_Data records_.
──────────────────────────────

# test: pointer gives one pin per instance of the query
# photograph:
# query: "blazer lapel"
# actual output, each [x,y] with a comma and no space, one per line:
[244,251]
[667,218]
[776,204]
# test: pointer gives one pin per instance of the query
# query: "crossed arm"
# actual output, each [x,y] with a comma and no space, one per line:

──────────────────────────────

_Task instructions_. Your task is to repeat each of the records above exactly.

_Answer section_.
# test: pointer gives one pin per instance of the query
# photograph:
# query: "blazer lapel"
# actual output, each [x,y] with a comma and no space, one per line:
[244,251]
[667,218]
[776,204]
# test: pointer gives one pin per instance of the query
# query: "crossed arm"
# actual output, each [x,y] with a comma and no space, one per line:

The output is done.